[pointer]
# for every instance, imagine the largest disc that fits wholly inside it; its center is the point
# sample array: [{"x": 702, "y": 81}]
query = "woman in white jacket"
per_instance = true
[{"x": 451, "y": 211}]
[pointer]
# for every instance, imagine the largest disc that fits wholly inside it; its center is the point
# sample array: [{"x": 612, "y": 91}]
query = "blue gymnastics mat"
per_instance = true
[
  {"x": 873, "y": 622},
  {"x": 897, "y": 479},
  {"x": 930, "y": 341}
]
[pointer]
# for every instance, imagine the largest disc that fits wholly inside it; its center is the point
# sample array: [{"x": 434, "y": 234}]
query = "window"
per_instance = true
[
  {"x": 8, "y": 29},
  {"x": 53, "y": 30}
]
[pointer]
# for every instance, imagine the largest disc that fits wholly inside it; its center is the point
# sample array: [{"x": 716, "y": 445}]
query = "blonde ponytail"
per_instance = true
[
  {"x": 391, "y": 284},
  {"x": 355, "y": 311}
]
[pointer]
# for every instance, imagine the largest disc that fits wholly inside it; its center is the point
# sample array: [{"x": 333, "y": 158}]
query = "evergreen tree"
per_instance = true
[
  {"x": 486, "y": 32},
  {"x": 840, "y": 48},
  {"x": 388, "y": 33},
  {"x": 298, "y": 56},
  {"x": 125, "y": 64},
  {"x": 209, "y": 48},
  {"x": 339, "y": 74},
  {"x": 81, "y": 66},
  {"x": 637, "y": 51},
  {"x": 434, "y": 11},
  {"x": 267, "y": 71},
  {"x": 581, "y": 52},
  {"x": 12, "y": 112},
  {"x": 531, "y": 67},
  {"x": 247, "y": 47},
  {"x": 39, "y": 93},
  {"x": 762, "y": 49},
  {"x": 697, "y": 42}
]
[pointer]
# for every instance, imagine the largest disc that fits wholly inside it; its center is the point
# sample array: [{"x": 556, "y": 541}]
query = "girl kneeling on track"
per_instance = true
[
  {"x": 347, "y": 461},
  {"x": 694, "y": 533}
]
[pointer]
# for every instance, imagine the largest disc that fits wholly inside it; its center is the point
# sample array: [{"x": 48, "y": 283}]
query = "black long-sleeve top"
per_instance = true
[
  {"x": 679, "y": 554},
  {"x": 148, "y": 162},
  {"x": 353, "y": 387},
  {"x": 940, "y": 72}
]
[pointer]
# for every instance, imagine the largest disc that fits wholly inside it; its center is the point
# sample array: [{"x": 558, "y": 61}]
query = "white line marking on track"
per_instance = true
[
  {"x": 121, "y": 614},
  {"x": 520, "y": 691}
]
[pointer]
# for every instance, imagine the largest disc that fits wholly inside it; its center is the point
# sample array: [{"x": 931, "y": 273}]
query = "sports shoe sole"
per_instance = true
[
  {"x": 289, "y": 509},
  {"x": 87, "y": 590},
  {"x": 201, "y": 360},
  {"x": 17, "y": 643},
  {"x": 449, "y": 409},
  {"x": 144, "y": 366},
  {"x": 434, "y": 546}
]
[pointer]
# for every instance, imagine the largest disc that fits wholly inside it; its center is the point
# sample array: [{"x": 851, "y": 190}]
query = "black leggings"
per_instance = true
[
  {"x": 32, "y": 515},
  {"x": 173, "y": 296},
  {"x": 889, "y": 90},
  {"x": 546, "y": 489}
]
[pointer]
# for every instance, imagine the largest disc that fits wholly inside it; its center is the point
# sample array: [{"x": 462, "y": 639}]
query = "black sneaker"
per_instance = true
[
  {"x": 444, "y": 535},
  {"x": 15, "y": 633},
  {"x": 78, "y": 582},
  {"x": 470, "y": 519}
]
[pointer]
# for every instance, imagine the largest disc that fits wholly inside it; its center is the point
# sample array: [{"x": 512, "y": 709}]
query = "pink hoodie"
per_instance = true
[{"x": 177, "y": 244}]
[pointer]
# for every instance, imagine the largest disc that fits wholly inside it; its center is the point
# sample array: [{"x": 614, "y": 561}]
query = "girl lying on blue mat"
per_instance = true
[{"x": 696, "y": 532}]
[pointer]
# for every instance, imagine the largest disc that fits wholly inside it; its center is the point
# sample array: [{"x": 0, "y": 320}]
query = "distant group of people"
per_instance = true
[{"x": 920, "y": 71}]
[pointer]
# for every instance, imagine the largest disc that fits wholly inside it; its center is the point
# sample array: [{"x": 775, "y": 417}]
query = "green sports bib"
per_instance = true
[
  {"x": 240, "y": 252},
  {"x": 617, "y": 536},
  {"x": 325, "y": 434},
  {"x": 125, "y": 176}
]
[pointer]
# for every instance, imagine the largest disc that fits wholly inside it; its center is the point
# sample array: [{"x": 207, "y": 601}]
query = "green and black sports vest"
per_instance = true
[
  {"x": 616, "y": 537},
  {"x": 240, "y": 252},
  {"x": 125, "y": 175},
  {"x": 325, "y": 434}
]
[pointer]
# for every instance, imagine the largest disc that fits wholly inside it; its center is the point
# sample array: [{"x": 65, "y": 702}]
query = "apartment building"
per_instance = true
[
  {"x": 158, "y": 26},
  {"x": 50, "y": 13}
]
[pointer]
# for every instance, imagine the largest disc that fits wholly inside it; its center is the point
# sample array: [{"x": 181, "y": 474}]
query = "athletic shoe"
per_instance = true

******

Problem details
Copy every line in the records above that contains the word "sports".

Response area
query = "sports shoe sole"
query = "green sports bib"
query = "green and black sports vest"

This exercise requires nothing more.